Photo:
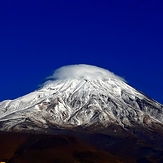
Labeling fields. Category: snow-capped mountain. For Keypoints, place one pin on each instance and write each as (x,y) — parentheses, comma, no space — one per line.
(86,101)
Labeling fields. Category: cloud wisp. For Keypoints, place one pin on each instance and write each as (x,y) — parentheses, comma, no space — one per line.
(81,71)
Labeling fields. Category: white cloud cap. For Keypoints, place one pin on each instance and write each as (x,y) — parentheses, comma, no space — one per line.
(82,71)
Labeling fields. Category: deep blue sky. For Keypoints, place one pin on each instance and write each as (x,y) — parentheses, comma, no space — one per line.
(37,37)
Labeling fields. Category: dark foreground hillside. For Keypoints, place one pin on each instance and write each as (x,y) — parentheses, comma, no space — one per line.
(25,148)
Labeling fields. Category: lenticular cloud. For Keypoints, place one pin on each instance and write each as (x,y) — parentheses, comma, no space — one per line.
(81,71)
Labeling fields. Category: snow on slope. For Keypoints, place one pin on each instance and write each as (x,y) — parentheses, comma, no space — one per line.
(81,101)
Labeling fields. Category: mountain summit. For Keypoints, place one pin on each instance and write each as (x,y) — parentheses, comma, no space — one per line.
(81,96)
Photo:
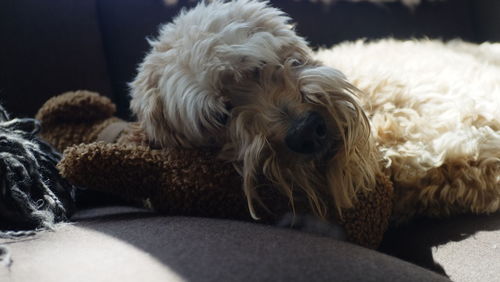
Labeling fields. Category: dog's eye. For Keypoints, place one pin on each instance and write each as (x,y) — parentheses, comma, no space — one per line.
(295,62)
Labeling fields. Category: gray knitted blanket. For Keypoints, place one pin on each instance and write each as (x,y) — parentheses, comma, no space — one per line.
(33,195)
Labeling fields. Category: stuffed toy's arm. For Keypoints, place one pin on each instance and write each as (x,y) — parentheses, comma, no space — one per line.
(75,117)
(182,182)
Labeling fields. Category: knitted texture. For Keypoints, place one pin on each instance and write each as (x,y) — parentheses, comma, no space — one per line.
(33,194)
(178,181)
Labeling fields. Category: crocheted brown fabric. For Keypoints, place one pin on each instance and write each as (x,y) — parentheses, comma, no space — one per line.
(176,181)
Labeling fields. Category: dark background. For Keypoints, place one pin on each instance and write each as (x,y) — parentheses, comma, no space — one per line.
(48,47)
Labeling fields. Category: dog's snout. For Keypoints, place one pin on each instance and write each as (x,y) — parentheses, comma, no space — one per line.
(307,134)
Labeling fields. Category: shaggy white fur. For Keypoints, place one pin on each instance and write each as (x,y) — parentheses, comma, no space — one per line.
(435,114)
(234,76)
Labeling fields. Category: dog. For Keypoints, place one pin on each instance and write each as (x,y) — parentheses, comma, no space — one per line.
(318,126)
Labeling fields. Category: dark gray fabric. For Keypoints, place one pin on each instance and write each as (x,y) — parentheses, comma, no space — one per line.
(133,245)
(32,193)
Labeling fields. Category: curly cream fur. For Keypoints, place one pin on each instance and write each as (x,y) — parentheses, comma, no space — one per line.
(246,54)
(233,75)
(434,110)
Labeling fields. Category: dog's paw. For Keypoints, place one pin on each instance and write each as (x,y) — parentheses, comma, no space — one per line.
(312,224)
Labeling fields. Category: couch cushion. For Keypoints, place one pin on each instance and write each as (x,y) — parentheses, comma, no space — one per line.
(133,245)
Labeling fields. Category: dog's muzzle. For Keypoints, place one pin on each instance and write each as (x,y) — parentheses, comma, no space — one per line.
(308,134)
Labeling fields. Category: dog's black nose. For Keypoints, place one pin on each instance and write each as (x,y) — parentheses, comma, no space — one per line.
(308,134)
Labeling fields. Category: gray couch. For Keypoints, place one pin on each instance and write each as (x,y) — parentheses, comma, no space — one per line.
(64,45)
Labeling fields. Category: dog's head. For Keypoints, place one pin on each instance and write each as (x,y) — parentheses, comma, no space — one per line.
(235,76)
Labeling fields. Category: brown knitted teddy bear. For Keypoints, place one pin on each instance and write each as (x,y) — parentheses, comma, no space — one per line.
(113,156)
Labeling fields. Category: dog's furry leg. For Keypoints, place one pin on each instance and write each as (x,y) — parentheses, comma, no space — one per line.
(312,224)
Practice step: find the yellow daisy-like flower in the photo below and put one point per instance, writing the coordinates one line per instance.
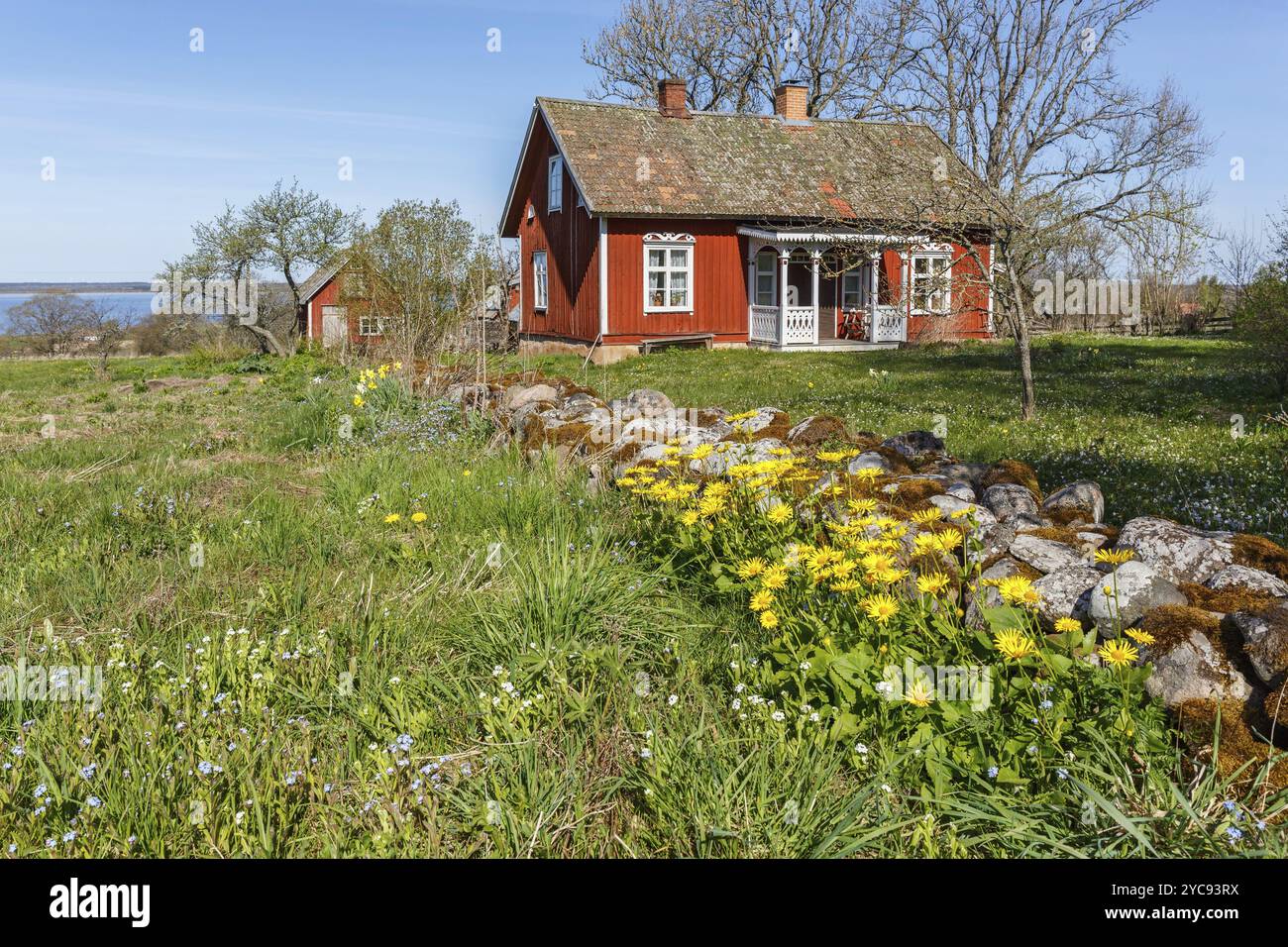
(918, 693)
(774, 578)
(931, 583)
(1018, 590)
(1119, 654)
(880, 608)
(778, 513)
(1014, 644)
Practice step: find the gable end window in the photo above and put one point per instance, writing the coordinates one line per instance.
(669, 273)
(930, 282)
(540, 283)
(554, 184)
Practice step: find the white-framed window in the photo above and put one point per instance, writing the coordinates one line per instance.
(767, 277)
(669, 274)
(554, 184)
(853, 289)
(930, 282)
(540, 281)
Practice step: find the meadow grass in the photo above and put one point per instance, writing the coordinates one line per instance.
(1149, 419)
(411, 642)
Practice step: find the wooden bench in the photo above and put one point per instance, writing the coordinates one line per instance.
(704, 339)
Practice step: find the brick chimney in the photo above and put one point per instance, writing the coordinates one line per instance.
(791, 102)
(671, 98)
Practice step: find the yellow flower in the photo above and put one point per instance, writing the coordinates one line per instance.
(918, 693)
(1018, 590)
(778, 513)
(774, 578)
(1119, 654)
(931, 583)
(1014, 644)
(880, 608)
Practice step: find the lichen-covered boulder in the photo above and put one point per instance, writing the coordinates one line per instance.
(1177, 553)
(1006, 500)
(1126, 594)
(1265, 641)
(1081, 501)
(1245, 578)
(816, 429)
(1065, 592)
(917, 446)
(1042, 554)
(516, 395)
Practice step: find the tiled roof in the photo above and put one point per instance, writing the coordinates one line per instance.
(630, 159)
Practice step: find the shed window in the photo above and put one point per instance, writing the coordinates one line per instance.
(668, 277)
(540, 285)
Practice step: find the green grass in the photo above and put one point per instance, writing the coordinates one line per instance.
(1149, 419)
(287, 674)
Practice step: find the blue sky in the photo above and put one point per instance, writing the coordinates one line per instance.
(149, 137)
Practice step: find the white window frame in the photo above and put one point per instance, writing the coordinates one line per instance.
(370, 326)
(772, 273)
(669, 244)
(554, 184)
(939, 268)
(540, 281)
(862, 275)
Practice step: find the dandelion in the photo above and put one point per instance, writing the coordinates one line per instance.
(1119, 654)
(1014, 644)
(880, 608)
(1140, 637)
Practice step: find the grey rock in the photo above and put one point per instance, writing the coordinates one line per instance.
(1083, 496)
(1194, 671)
(1137, 589)
(1177, 553)
(1257, 579)
(1008, 500)
(1065, 592)
(1265, 641)
(1044, 556)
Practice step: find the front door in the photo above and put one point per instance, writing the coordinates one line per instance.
(334, 324)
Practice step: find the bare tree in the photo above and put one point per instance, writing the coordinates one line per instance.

----------------------------------------

What you are asked to do: Word for word, write out the full listing, leaving the pictures aside.

Your response:
Photo:
Labeling fields. Category: snow-capped mountain. For Keypoints, place one pin on each instance and write each as (x,y) — parentheses, comma, no space — one per line.
(86,101)
Labeling fields. Category: cloud wisp. For Keypoints, place one pin on each instance and write each as (x,y) — parentheses, comma, no space — one per line.
(81,71)
Labeling fields. Category: white cloud cap. For Keypoints, place one pin on each instance and write each as (x,y) — parentheses, comma, no space — one per line.
(82,71)
Labeling fields. Category: deep blue sky. For Keypoints, place one pin on each instance and write each as (x,y) — parentheses, comma, no space — one per line.
(37,37)
Labeling fields. Category: dark foreground hillside. For Keypoints, place one pin on each instance and write each as (x,y) — parentheses, comma, no space — one per line.
(25,148)
Labeling fields. Category: lenticular cloud. For Keypoints, place one pin on each instance and write each as (x,y) — parentheses, comma, no space — one per line.
(81,71)
Labeling fields. Category: snow on slope. For Keypoints, place one pin on each instance and write each as (x,y) — parentheses, comma, no space — one per line.
(81,101)
Labeling fields. Category: mountain summit. For Keypoints, place one pin on each instance and write each as (x,y) — parentheses, comma, no space — one per line.
(81,96)
Photo:
Labeling fields. Category: dog's eye. For Keypoints, place one pin on each instance and write each as (x,y) — parentheses, comma, no space — one per line.
(295,62)
Labeling fields. Category: gray knitted blanket. For Keypoints, place one pin on each instance and write each as (x,y) — parentheses, comma, no space — one per line.
(33,195)
Labeling fields. Category: stuffed toy's arm. For Keypoints, place one pin on each instance and write each as (x,y) — parentheses, comma, no space — one per line.
(75,117)
(182,182)
Labeling fields. Category: knitted texture. For Keypoints, place one pin on each instance and write each as (x,y) — parentheses, comma, no space — one per line.
(33,194)
(178,181)
Labeling fields. Category: crocheted brown fabric. For Keypoints, place one pin on each instance and write each as (x,y) — parentheses, comma, no space — one per line.
(176,181)
Labeling fields. Category: dark background. For Keypoints, place one pin on each instance and write each as (x,y) — parentheses, comma, no space — one per line.
(48,47)
Labeling fields. Category: dog's snout. For Keypoints, place one pin on each instance and write each as (x,y) — parentheses, comma, no space — one per line.
(307,134)
Labeling fields. Category: shaggy white fur. For Keypoints, place one pin on each instance and write each as (x,y) — parentheses, comma, no space — one per line.
(435,114)
(234,76)
Labeling fields. Category: dog. For Keypoints, place one pin on each instance and write each as (x,y) — parentheses, comma, no space — one per line.
(318,126)
Labeling fields. Category: dark gray fabric. For Keypoints, place one pin on each instance and write each as (x,y) — parentheses, comma, no space — one per line.
(133,245)
(32,193)
Labeling fields. Category: curly cream fur. For Keypoints, place one pin on each instance and write each as (x,y) — parentheses, comma, no space — one per line.
(246,54)
(233,75)
(434,110)
Labeling fields. Category: dog's paw. For Keypoints, place one pin on each instance and write each as (x,y) — parentheses, comma, no space — one per line.
(312,224)
Labeling fields. Category: couch cushion. For Keypoints, place one pin on each instance and write each as (x,y) — parentheses, comma, no space — one per line.
(133,245)
Labeling fields. Category: dog's muzzle. For Keypoints, place one pin on each instance and write each as (x,y) — parentheses, comma, no space — one per line.
(308,134)
Labeling fields. Category: dog's black nose. For Keypoints, place one pin on each instance and write each as (x,y) — parentheses, comma, no space — one per line.
(308,134)
Labeling fields. Category: gray couch. For Keypoints, place one pin on each instance and write each as (x,y) — parentheses, comma, no space — one per line.
(64,45)
Labeling fields. Category: dog's head. For Keypoints, place one pin on each instance and write each as (x,y) — parentheses, comma, no space — one per line.
(235,76)
Labeling fields. Category: brown knitted teddy bear. For Keypoints, place one pin on each instance and write each as (x,y) — parentheses, comma, no space — one per line.
(113,156)
Labeling fields. Category: dog's furry leg. For Keypoints, place one pin on each instance and write each as (x,y) — parentheses, comma, no space — one per line.
(312,224)
Practice step: find the yellow daisy-like flower in the photo below and put one point per instance, writing the coordinates one line per instance.
(918, 693)
(774, 578)
(931, 583)
(1018, 590)
(1119, 654)
(880, 608)
(778, 513)
(1014, 644)
Practice step: find the gable end window in the photo above and put one point per instance, writing the coordinates one line per instance.
(669, 273)
(930, 282)
(540, 283)
(554, 184)
Practice step: find the white-framed window in the photo above and put one point per instance, writing the coordinates one line per instance.
(767, 277)
(669, 274)
(554, 184)
(853, 289)
(930, 282)
(540, 281)
Practice step: find the meadow grass in the photo above and put one point per instance, writing the coordinates one line per instance.
(1149, 419)
(411, 642)
Practice step: find the wooden bench in the photo above and put one point per instance, writing the coordinates one line per instance.
(704, 339)
Practice step: find the brick chimney in the photo above and put one point per instance, writing the coordinates one line per instance.
(791, 102)
(671, 98)
Practice step: find the yellow flower in the photo above and put one point per instance, writing the coordinates one line per instance.
(918, 693)
(1018, 590)
(778, 513)
(774, 578)
(1119, 654)
(931, 583)
(1014, 644)
(880, 608)
Practice step: find the lichen-covered boulder in the photo above and put one point per instance, writing the coordinates one line per instance.
(1177, 553)
(1006, 500)
(1126, 594)
(1265, 641)
(1081, 501)
(1245, 578)
(816, 429)
(1065, 592)
(917, 446)
(1042, 554)
(516, 395)
Practice step: find the tiled roof in the photo above and put one point per instance, writing the coordinates one line per instance.
(630, 159)
Practice step: find the shed window in the photo above and put one point per instance, writing the coordinates one line per instance.
(668, 277)
(540, 285)
Practice step: find the green grass in the photo above and put one point per instance, writing the coordinates one line per instance.
(1149, 419)
(287, 674)
Practice step: find the blue sky in the photo above and put one point per instance, writing the coordinates one line per instance.
(149, 137)
Practice step: find the white window frame in the photo above and put one point per instance, writing the coordinates one line per instance.
(370, 326)
(772, 273)
(669, 244)
(554, 184)
(939, 268)
(540, 281)
(862, 275)
Practice step: find the dandelion in the photo above and put one point per instance, writing the coordinates one line per instance.
(1119, 654)
(1014, 644)
(880, 608)
(1140, 637)
Practice step: find the grey rock in the photo above and put one point per instance, writing the coordinates one line per instance.
(1083, 496)
(1194, 671)
(1137, 589)
(1177, 553)
(1257, 579)
(1008, 500)
(1065, 592)
(1265, 641)
(1044, 556)
Practice step: find the front door in the photo above and put one point per instance, writing the coordinates one line per instance.
(334, 324)
Practice step: find the bare tree in the photo above and put one point per instance, writing the coordinates one line per instance.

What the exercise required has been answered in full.